#### Data for the task

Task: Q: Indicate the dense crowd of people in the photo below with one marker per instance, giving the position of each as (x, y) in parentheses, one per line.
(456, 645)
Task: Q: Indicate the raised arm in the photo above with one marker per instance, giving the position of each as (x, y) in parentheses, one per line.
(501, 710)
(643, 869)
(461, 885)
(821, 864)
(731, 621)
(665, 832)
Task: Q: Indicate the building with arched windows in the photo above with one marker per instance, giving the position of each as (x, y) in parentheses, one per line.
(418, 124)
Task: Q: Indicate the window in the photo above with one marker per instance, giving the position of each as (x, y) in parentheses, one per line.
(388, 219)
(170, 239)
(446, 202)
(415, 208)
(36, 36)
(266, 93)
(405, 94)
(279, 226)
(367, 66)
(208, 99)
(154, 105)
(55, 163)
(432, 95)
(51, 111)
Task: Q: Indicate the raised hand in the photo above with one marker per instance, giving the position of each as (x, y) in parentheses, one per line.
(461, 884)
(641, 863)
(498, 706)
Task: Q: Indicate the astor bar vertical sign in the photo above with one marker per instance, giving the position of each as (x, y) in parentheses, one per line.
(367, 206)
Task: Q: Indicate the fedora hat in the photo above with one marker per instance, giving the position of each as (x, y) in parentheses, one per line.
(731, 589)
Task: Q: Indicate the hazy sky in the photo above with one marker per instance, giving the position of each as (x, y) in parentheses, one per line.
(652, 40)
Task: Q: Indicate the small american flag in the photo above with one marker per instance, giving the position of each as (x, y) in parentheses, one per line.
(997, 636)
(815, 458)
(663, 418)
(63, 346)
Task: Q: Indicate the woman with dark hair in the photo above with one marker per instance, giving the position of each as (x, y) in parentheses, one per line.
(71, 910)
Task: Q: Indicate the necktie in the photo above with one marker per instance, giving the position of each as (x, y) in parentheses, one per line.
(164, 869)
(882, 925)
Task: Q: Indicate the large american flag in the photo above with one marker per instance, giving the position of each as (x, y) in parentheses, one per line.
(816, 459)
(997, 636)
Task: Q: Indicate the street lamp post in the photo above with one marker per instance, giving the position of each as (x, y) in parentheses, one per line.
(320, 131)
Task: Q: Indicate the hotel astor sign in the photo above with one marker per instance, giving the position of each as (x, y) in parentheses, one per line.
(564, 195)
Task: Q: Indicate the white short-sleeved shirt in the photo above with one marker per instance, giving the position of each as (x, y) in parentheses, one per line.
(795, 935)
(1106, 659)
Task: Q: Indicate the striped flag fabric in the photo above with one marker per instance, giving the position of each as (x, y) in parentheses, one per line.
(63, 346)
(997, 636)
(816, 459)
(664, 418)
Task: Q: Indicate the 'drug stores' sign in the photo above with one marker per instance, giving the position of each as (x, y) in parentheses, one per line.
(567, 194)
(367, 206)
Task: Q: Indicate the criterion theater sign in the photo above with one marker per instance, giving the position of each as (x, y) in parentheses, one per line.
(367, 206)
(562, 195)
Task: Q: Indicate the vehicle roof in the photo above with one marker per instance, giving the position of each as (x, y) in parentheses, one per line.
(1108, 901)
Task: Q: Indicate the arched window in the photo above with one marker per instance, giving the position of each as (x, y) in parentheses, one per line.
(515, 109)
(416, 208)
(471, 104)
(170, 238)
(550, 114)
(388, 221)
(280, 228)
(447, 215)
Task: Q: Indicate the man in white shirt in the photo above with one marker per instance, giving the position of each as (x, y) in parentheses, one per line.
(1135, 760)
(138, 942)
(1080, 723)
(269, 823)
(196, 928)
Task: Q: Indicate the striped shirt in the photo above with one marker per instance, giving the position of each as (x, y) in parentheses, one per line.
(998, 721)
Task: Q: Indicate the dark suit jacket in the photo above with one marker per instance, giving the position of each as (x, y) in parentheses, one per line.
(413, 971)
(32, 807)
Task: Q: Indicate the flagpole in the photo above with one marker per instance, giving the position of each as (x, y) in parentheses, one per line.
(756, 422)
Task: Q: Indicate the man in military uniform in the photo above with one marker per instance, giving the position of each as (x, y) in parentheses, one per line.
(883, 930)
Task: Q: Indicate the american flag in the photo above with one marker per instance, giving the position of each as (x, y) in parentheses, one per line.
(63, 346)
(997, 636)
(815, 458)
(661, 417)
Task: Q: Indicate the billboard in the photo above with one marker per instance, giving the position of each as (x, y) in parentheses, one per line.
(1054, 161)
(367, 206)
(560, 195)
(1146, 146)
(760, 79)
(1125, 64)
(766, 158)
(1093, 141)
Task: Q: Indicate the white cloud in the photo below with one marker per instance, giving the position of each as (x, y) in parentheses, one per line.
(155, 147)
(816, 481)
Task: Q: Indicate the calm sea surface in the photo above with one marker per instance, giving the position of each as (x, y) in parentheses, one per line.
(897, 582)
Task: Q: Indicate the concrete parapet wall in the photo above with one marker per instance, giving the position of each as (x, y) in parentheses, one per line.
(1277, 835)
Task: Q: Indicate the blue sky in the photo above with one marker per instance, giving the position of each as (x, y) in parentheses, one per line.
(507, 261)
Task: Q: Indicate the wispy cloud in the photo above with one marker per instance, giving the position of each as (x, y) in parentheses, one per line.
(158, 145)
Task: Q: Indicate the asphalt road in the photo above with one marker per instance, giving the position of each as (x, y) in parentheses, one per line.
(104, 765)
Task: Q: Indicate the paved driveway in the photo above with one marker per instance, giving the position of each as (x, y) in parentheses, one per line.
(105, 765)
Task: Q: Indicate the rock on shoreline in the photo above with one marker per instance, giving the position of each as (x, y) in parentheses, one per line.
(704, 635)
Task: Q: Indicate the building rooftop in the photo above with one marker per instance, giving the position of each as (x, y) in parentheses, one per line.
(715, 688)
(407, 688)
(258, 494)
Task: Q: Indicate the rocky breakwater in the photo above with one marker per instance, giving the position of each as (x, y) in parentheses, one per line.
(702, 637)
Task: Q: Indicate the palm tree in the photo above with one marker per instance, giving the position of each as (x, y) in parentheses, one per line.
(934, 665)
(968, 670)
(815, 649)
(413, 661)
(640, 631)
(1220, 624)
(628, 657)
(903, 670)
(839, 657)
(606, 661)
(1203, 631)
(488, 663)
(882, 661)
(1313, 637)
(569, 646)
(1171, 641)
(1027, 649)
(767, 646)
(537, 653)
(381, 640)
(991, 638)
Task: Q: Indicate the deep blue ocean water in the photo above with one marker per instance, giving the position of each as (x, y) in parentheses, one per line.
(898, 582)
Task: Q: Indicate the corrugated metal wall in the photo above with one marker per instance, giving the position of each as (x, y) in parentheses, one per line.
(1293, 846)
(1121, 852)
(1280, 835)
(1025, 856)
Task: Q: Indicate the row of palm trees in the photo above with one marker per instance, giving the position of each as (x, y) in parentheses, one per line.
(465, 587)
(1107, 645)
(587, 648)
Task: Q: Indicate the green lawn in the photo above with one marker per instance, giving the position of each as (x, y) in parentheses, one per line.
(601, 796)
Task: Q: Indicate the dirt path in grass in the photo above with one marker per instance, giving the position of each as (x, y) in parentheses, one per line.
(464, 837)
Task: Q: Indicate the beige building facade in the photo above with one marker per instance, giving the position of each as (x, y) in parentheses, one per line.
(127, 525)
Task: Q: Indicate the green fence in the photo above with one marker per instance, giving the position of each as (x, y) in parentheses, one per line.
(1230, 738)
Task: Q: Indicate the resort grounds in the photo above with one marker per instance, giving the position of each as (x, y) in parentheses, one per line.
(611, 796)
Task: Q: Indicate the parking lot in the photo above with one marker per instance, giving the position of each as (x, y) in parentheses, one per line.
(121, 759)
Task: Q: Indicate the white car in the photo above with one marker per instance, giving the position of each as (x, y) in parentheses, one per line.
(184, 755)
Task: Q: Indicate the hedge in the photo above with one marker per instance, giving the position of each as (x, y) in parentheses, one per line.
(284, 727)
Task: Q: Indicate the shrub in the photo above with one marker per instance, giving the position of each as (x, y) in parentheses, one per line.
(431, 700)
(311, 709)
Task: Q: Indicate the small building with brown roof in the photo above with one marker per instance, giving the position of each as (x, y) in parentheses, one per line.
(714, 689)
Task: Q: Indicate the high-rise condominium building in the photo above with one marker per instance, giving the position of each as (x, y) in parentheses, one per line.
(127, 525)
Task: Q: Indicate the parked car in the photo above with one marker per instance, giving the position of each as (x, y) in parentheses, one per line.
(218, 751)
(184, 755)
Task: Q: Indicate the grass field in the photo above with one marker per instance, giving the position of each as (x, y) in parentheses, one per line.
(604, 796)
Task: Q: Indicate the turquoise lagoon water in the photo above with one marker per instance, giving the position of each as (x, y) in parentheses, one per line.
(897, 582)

########

*Task prompt*
Your answer must be the lines from the one holding "Task: Q: Indicate the high-rise" to the end of the listing above, exactly as written and nothing else.

*Your response*
Task: Q: Indicate the high-rise condominium building in the photo above with one marker per instance, giving the position of each as (x, y) in parentheses, one per line.
(127, 525)
Task: Q: Indicate the parked car in the photo above with one marker per instance, giving the position of each as (x, y) in parentheses, one per line.
(218, 751)
(184, 755)
Task: Q: Indicate the grass field in the photo above with one marker per instance, giving the position of each as (x, y) in parentheses, one per line.
(604, 796)
Task: Q: Indicate the turquoise lagoon water in the photo above with one marker per instance, giving the position of each as (x, y) in parentheses, one per line.
(897, 582)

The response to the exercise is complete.